Extracted material:

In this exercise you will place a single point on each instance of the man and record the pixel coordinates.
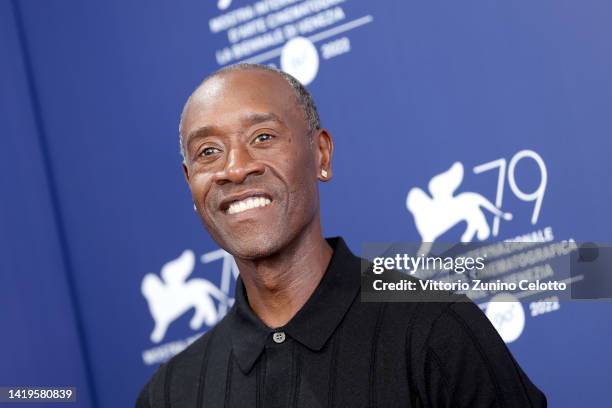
(298, 334)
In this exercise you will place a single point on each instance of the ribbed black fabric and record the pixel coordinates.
(340, 352)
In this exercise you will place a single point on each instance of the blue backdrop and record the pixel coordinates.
(93, 199)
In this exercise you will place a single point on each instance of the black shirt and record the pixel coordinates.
(340, 352)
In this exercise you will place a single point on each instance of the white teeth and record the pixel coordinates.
(247, 204)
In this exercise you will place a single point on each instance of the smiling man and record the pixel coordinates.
(298, 334)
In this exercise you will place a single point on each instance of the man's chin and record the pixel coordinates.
(253, 246)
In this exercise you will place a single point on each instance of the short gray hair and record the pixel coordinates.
(304, 98)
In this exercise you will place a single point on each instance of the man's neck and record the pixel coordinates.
(278, 286)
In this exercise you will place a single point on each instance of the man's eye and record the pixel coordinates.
(209, 151)
(264, 137)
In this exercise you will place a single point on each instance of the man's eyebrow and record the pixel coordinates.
(199, 132)
(248, 120)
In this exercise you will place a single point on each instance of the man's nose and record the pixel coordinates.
(238, 166)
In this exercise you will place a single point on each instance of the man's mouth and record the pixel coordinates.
(248, 204)
(247, 200)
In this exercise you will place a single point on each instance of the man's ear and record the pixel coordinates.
(186, 172)
(325, 150)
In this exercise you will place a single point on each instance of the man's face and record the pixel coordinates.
(250, 163)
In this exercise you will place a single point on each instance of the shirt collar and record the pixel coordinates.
(314, 323)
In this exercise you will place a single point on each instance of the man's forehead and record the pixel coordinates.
(241, 93)
(250, 83)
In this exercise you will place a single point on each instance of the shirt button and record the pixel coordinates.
(278, 337)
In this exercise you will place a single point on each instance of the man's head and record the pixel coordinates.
(253, 152)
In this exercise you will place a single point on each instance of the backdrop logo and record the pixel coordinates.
(174, 294)
(437, 214)
(303, 33)
(507, 316)
(223, 4)
(444, 206)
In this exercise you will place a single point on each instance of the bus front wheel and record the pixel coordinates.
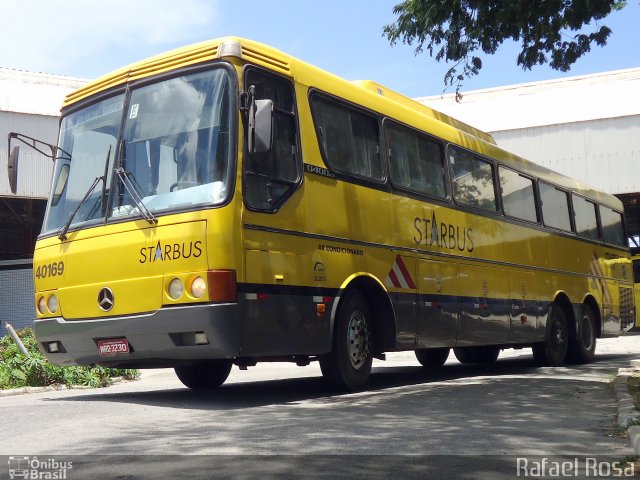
(209, 374)
(348, 365)
(583, 348)
(553, 351)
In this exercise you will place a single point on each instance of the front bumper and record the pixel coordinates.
(154, 338)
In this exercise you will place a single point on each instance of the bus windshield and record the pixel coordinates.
(175, 152)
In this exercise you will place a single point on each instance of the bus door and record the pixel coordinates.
(276, 308)
(438, 318)
(524, 306)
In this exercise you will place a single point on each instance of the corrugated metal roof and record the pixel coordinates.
(35, 93)
(566, 100)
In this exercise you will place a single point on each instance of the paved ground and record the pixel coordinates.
(493, 414)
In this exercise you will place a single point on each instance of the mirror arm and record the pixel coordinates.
(38, 146)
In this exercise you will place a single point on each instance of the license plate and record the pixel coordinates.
(113, 347)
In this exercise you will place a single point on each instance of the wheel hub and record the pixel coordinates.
(358, 340)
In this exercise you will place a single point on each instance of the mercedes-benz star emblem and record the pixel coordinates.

Task statement: When copying the records above, please match them exactly but leave out all pictures.

Answer:
In this exercise you will place a single point on each instance of the man and record the pixel coordinates.
(298, 334)
In this exercise you will place a single point on each instance of the ribbed black fabric and record the pixel coordinates.
(340, 352)
In this exercise you will place a single point on each instance of the blue backdrop and record the pixel coordinates.
(93, 199)
In this exercise you will place a single point on each instance of the black shirt and record the pixel coordinates.
(340, 352)
In this exercise you will place a single point on each instance of the white teeth and record the pixel coordinates.
(247, 204)
In this exercise you will place a single point on each instance of the smiling man and record the pixel coordinates.
(298, 334)
In this exercise you will place a single point on each instance of the man's chin and record the pixel coordinates.
(253, 246)
In this exercise you will place a single point on each instance of the short gray hair and record the pixel coordinates.
(304, 98)
In this exercise you will place a single point on each instance of the man's neck and record the pixel coordinates.
(278, 286)
In this exercise you will place a single point on each instance of the man's eye and record the pixel coordinates.
(209, 151)
(264, 137)
In this exercise you will place a single point on each instance of the man's eyebrow and record the pixel coordinates.
(199, 132)
(248, 120)
In this exercise you will place a single point on each instance of the man's nose and record the pixel coordinates.
(238, 166)
In this exercise you will place a single point on each instance of the man's mouth and record the pixel coordinates.
(248, 204)
(247, 200)
In this exercise you will place a single point on each instance of the man's ear and record the pixel coordinates.
(186, 172)
(325, 150)
In this exercise you will place a single point on each instance of the man's face and record the pixel coordinates.
(250, 163)
In this exercise you will place a single point on each instance of the shirt collar and record the pixel coordinates.
(314, 323)
In this exercise you will place a single point on each instance of the man's forehead and record the pixel coordinates.
(241, 93)
(250, 83)
In this exercise you will place a single point on each instance of the shirt button and record the pixel coordinates.
(278, 337)
In this exercise you will place a single point on each instance of the man's head and record the pixel coordinates.
(253, 152)
In this exercise you will place a single point on each instance of the backdrop logo and record the pixel coordinates.
(174, 294)
(437, 214)
(303, 33)
(507, 316)
(223, 4)
(444, 206)
In this exercise you will place a single point on each instance of the bus front wheel and record the pixel coordinates.
(209, 374)
(348, 365)
(583, 348)
(553, 351)
In this exercise you will place a single point on each instance of the front bumper and record the pixel coordinates.
(154, 338)
In this exercise you will place a single point on each instance of the bus windshield and record the pixel coordinates.
(175, 152)
In this exercise you will place a single point on each instance of the bus door and record the pixel coordinates.
(276, 308)
(438, 318)
(524, 306)
In this exercise you will place a single point on each instance of the corrugated metal roof and record the pixel coordinates.
(35, 93)
(566, 100)
In this exercise you will place a single point on each instance of the paved ground and record the pixel coordinates.
(493, 414)
In this exercise you will place a single point on each instance of the mirror arm and record the pixel coordinates.
(38, 146)
In this exercise you will place a single point on each instance of the license plate and record the pixel coordinates.
(113, 347)
In this exercise you will place a single point on each instance of the wheel hub and record the pixel coordinates.
(358, 340)
In this exercise you will place a single point on each instance of the mercedes-benz star emblem and record the pixel coordinates.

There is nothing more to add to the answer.